• **SELECTED TEXT**
=== Section Start ===

AYATOILET

RIDAN BE KESHVAR, RIDAN BE MARDOM, RIDAN BE ESLAM

Mr. President, Did You Know These 10 Things Before You Launched the Iran War?

You Need to Fire Everyone Around You.

Wars are often born not out of necessity, but out of bad advice. Presidents do not usually wake up one morning and decide to plunge their country into conflict with a nation of nearly 100 million people. They do so because a circle of advisors, analysts, allies, and intelligence briefers assures them that the war will be manageable, that the risks are limited, and that victory is likely.

But what happens when those assurances turn out to be illusions?

If the United States has truly embarked on a war with Iran, then the most important question is not how the war will unfold. The most important question is this: what exactly did the president know before making the decision—and what did his advisors fail to tell him?

Because if even half of the following realities were overlooked, misunderstood, or hidden, then the president’s first act should not be escalated. It should be firing the entire strategic advisory apparatus that led him into this trap.

Below are ten things that any serious strategist should have understood before initiating a war with Iran.


1. Removing Khamenei Would Not Moderate Iran — It Would Radicalize It – and replace him with his son (Khamenei)

One of the enduring fantasies in Washington foreign policy circles is that eliminating an authoritarian leader somehow moderates a regime.

History shows the opposite.

If Iran’s Supreme Leader were removed or killed, the likely outcome would not be a reformist successor. It would almost certainly produce more militant leadership, one hardened by war and driven by revenge. I should remind you that beyond the supreme leader, a complete overhaul has occurred in Iran’s leadership, along the same lines, i.e., more militant members. In Iran’s case, the next leadership has been drawn from the most militant factions of the Revolutionary Guard — people who have spent decades preparing for precisely this kind of confrontation.

To add insult to injury, I am sure you are aware that Khamenei’s son is now seriously injured and has lost his wife, daughter, father, and mother. To say he has a grudge is an understatement. His father lost his hand to a bomb planted by the MEK, and when he finally consolidated power, he killed over literally 10’s of thousands of MEK members that they systematically apprehended.

Power vacuums inside revolutionary systems rarely produce moderates. They produce hardliners who win internal struggles by demonstrating toughness. Did anyone tell you?


2. Every U.S. Base in the Gulf Would Immediately Become a Target

The United States operates roughly a dozen military installations across the Persian Gulf region — in Bahrain, Qatar, Kuwait, the UAE, and elsewhere.

These bases are in an extremely vulnerable geographic area.

They are close to Iran. They are exposed. They are within range of thousands of Iranian missiles and drones.

Once a war begins, these bases stop being deterrents and start becoming targets.

Iran has spent decades preparing for precisely this scenario, developing layered missile capabilities designed to saturate defenses and overwhelm interception systems.

Any strategist should have anticipated that all these installations would immediately come under threat. Did anyone tell you this?

The assumption that they could operate safely during a major war with Iran is not well-planned. The US has not only lost billions of dollars’ worth of critical equipment and resources, but, more importantly, crucial defense systems that affect other theaters.

=== Section End ===

• **DATASET CONTENT**

=== Section Start ===

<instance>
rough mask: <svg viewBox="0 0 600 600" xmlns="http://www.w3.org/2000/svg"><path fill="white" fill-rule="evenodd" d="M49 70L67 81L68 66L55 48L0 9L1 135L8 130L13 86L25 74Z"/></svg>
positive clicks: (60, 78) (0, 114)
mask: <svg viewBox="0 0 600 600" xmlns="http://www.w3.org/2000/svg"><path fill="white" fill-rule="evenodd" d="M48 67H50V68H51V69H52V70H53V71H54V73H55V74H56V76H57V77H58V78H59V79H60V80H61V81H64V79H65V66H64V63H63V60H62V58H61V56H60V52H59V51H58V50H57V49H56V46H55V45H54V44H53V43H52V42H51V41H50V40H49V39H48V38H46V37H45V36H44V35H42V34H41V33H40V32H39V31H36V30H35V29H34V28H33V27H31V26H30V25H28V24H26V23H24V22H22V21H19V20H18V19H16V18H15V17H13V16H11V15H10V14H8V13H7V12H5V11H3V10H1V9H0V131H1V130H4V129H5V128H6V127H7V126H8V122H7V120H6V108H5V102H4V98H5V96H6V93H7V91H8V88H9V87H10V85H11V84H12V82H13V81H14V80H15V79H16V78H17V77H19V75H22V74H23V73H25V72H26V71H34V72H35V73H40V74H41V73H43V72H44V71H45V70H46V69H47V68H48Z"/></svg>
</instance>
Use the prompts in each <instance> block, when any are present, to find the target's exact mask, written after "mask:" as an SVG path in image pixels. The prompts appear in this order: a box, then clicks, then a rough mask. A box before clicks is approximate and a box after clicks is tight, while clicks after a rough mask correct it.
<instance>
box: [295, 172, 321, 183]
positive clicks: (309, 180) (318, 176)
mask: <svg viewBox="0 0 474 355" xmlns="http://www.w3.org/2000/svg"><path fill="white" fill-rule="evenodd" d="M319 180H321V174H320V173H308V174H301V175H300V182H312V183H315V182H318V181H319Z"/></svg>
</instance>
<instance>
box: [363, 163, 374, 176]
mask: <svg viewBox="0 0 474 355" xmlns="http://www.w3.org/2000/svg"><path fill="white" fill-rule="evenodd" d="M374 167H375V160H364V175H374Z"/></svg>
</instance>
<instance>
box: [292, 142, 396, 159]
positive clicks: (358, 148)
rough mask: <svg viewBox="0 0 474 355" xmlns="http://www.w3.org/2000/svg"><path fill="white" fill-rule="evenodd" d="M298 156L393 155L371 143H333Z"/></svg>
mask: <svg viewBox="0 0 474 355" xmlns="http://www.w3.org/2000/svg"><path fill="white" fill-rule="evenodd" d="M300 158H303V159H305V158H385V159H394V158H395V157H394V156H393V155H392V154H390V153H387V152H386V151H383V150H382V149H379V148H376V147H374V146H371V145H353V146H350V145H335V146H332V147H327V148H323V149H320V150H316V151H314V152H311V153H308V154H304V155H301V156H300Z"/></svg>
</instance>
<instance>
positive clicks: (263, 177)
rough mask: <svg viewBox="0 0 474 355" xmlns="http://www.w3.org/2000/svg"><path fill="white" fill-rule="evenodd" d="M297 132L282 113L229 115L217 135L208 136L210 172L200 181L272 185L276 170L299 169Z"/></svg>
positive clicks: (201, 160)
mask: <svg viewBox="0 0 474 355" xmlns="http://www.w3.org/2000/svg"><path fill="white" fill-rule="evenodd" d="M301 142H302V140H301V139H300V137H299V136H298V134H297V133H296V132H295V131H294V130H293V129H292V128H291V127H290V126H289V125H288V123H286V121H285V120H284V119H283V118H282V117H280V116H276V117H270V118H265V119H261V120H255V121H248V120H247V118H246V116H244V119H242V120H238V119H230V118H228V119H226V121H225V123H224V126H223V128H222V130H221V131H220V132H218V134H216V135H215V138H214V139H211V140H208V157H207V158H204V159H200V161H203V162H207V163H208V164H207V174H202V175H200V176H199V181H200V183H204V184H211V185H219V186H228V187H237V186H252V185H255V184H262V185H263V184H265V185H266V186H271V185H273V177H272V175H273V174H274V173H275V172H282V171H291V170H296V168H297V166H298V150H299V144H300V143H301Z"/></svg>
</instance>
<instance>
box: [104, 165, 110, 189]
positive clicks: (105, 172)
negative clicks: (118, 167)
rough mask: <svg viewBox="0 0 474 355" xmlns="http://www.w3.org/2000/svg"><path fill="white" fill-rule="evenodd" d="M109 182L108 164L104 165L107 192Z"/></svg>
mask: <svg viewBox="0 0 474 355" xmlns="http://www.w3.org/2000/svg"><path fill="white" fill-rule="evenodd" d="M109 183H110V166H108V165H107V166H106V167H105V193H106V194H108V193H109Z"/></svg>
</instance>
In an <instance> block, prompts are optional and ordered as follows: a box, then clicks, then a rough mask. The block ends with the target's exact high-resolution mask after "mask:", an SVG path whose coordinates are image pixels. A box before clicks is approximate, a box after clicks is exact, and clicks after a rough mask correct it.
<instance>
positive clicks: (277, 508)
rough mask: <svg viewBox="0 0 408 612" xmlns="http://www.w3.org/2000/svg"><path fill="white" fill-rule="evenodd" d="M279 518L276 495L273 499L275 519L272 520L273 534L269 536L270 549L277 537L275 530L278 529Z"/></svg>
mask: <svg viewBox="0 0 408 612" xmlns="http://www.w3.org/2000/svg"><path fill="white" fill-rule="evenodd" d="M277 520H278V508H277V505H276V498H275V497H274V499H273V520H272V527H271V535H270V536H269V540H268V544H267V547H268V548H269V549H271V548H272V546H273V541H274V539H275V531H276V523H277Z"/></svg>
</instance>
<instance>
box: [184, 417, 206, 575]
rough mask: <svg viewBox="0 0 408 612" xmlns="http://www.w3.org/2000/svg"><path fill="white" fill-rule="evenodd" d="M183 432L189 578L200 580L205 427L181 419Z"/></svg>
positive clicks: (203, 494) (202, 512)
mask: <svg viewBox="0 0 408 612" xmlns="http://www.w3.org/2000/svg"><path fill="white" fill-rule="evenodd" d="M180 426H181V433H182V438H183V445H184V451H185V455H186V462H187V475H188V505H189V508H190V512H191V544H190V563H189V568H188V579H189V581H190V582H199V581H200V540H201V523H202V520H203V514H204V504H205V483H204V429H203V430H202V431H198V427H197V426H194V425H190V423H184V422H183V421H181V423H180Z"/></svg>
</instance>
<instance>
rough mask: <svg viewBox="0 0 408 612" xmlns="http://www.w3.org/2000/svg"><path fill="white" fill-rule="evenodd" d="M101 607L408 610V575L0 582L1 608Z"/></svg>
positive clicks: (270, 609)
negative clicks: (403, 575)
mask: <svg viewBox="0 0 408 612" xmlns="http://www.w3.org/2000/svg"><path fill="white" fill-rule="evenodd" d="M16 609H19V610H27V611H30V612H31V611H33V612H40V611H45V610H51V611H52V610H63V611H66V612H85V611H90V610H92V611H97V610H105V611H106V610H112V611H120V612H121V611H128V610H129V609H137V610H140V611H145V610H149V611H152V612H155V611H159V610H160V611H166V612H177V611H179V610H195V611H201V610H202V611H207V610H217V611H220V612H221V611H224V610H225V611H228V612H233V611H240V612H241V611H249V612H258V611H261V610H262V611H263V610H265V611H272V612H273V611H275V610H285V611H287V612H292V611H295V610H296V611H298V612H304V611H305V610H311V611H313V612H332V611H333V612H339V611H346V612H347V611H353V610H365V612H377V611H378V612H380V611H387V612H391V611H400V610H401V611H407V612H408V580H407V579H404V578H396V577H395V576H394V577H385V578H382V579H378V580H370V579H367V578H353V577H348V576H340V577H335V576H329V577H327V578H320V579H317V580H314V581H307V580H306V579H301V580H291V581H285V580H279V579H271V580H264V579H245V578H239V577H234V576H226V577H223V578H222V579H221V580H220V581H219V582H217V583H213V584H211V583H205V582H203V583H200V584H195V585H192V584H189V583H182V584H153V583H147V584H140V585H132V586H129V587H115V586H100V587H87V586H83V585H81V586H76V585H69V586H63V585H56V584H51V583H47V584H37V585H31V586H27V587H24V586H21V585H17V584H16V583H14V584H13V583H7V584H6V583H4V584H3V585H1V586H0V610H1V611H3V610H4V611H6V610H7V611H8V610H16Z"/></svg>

=== Section End ===

• **EXERCISE GOAL**
According to the essay on the Iran war, why would U.S. bases in the Gulf become targets once fighting begins? Answer in one to three sentences.

• **TASK ANSWER**
The bases sit in an extremely vulnerable area close to Iran, where they are exposed and within range of thousands of Iranian missiles and drones. Iran has also spent decades developing layered missile capabilities designed to saturate defenses and overwhelm interception systems. Once a war begins, the bases stop serving as deterrents and become targets.